121

Odp: Czy naprawdę w to wierzycie?

do ada$:
teraz wszystko jasne, szczegółowo wyjasniłes:)
faktycznie porównanie z GTA pasuje idealnie:)
pozdrawiam

122

Odp: Czy naprawdę w to wierzycie?

Koniec Swiata to nie tragedia!!! Przeciwnie!
To właśnie jest najwspanialsza rzecz jaka może sie zdarzyć!
Zło ma zostać pokonane! Raz na zawsze! A wraz ze Złem wszysto, co ono za soba pociąga, głód, niszczęścia, kłamsto i niezgoda!
  Może koniec świata nie nadejdzie za kilka lat, a moze nadejdzie nawet wcześniej. Nie wiemy tego to tylko gdybanie, nie o to chodzi, żeby wiedzieć, lecz o to by być gotowym!!!
====================
Polecenie A: We fragmencie dyskusji o końcu świata skróć akapit zaczynający się od „Może koniec świata nie nadejdzie”, zachowując jego główne myśli.
Polecenie B: Poprowadź dalej wpis z dyskusji o końcu świata, zaczynając zaraz po jego ostatnim zdaniu.
====================
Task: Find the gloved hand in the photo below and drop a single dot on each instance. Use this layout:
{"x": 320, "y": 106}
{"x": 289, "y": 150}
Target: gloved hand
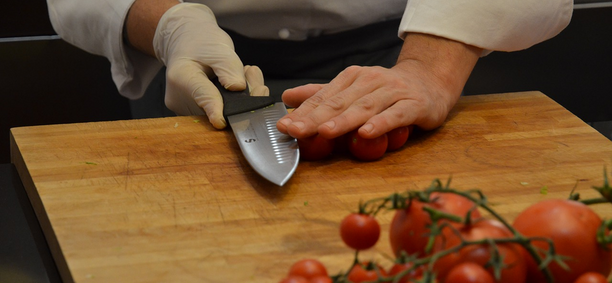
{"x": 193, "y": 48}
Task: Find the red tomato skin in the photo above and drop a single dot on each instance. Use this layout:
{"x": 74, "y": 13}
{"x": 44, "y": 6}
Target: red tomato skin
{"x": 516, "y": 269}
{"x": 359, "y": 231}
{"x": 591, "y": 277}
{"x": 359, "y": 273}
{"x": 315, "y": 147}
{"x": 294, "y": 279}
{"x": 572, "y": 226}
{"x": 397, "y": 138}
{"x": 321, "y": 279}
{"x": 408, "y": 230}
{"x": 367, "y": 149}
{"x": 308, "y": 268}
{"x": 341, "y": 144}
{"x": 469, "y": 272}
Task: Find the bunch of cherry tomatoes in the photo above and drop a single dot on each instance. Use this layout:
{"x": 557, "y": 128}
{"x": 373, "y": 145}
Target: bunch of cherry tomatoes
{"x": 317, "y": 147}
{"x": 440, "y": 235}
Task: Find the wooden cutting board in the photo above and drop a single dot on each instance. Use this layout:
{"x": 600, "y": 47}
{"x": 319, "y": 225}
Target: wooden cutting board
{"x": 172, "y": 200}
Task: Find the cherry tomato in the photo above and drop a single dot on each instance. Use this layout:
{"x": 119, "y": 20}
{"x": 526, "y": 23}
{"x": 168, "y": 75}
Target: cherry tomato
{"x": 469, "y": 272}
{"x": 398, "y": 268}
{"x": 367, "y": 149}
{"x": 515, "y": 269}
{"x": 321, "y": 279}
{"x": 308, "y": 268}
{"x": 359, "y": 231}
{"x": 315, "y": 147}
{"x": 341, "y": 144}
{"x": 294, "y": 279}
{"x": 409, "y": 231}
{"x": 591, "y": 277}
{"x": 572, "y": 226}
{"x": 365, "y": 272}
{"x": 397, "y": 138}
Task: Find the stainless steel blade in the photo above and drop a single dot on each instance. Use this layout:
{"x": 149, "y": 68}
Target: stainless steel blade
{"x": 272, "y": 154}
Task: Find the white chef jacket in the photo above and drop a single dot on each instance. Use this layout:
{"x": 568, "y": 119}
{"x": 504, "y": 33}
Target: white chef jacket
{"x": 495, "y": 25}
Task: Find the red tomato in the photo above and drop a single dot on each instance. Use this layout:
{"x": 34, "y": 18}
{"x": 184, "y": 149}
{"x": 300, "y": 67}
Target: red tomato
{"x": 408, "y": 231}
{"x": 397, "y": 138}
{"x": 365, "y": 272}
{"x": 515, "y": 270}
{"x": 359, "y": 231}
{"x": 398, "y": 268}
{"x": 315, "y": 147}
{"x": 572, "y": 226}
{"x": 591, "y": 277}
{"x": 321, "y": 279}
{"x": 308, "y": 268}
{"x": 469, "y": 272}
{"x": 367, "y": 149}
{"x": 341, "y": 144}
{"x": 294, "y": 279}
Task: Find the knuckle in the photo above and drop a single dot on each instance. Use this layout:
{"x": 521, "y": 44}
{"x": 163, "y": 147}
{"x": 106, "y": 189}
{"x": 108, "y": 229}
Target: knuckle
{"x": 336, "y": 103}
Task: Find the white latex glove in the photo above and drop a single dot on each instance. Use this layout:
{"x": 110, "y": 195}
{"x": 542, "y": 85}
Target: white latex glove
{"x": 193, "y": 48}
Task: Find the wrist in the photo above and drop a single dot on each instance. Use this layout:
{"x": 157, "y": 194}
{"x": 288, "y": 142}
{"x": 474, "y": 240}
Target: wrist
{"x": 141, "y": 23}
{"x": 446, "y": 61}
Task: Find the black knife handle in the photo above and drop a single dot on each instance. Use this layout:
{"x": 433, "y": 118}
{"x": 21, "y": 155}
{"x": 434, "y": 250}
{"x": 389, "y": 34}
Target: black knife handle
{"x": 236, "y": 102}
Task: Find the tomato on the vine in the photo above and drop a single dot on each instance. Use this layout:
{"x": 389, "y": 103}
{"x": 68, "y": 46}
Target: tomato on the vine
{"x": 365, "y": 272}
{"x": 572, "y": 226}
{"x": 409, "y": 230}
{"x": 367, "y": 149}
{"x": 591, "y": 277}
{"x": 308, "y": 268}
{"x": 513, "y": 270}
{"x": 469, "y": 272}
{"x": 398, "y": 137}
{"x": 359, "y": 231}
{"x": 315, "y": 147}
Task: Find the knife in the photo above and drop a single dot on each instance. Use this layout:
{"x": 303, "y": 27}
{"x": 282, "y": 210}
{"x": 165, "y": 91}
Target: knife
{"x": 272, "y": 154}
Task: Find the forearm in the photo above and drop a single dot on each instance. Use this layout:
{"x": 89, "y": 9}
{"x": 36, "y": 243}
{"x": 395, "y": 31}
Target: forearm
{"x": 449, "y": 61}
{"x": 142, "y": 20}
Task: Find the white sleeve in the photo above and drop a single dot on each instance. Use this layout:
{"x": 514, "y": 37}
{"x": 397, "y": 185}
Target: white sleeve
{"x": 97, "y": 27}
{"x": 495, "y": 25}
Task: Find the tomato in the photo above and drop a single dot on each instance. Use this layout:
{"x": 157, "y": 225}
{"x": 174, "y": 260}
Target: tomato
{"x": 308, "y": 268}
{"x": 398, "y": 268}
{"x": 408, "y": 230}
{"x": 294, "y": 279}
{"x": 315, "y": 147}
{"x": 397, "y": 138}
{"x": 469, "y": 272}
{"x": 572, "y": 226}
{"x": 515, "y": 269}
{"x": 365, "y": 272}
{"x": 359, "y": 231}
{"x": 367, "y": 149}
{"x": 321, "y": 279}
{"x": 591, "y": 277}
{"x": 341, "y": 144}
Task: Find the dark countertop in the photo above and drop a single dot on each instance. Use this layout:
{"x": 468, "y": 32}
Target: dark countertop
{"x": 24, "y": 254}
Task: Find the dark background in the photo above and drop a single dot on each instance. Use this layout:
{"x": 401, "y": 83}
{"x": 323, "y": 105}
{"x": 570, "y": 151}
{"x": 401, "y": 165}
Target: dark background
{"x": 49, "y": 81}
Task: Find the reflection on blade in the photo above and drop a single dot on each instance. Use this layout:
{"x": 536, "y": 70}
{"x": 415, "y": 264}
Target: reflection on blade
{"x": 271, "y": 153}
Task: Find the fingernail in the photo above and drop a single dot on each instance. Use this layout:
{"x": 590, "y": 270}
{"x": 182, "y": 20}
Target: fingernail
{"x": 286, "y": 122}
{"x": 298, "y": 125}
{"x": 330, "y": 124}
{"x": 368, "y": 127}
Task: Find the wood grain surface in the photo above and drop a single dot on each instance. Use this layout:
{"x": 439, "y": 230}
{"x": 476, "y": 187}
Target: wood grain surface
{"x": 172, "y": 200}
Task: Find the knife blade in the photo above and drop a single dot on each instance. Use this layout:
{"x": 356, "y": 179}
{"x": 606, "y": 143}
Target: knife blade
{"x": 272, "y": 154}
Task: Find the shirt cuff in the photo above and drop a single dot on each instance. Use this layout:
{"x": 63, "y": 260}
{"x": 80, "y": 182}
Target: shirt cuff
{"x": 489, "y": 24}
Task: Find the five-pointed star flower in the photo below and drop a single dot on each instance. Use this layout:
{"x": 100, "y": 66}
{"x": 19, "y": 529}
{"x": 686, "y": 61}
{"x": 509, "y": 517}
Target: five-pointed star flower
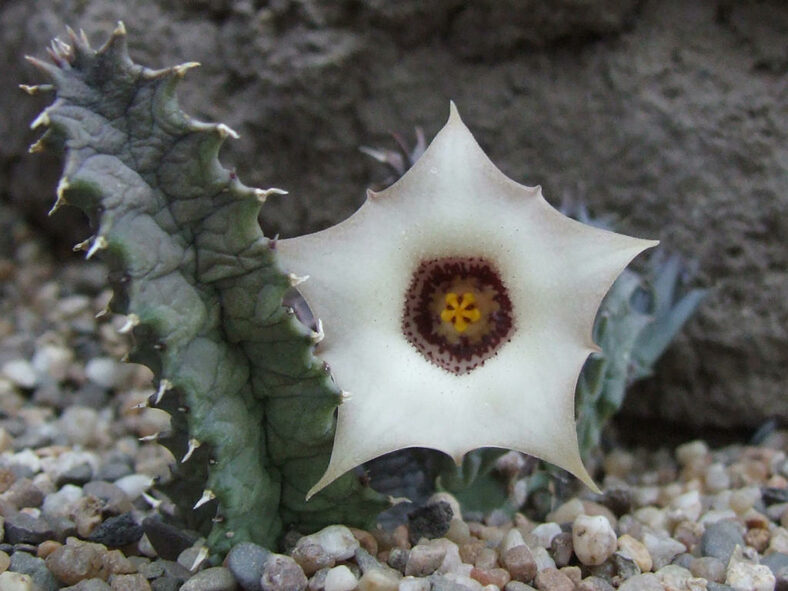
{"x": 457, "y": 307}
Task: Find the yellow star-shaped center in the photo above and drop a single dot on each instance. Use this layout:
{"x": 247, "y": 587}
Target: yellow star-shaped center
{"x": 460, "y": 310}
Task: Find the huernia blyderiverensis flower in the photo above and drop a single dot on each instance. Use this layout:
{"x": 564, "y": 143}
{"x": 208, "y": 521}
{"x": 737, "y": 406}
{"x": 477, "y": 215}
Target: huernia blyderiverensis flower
====================
Odpowiedź A: Nie wiadomo, czy koniec świata nadejdzie za kilka lat, czy jeszcze wcześniej, bo to tylko gdybanie. Nie chodzi o to, by to wiedzieć, lecz by być gotowym.

Odpowiedź B:
Nie znamy dnia, ani godziny, dlatego trzeba być przygotowanym zawsze, u Boga nie ma np! Jest za to ogrom Jego miłości, która sprawia, że to co, co nam wydaje sie okropnie hańbiące staje się symbolem Świętości, podobnie jak kiedyś krzyżowanie, tak dziś koniec świata wydaje się czymś strasznym, lecz tak naprawdę Dzień Końca Świata to Dzień Wielkiego Zwycięstwa!!!
  Nie godzi się stawać na polu chwały, gdy nie stało się uprzednio na polu bitewnym, lecz tchórzliwie chowało w bezpiecznym miejscu, z dala od ferworu walki. "Nie nam dane jest zwyciężać, ale walczyć, On (Jezus Chrystus) jest naszym Zwycięstwem!"
Tak więc cieszmy sie i radujmy, o ile będzie nam dane dożyc dnia jego chwały!!!

Jezus siła mą,
Jezus pieśnią mego Życia!
Królem wiecznym On,
niepojęty w Mocy swej,
w Nim znalazłem to,
czego szukałem do dzisiaj,
On mi podał dłoń,
bym zwyciężał w każdy dzień!

123

Odp: Czy naprawdę w to wierzycie?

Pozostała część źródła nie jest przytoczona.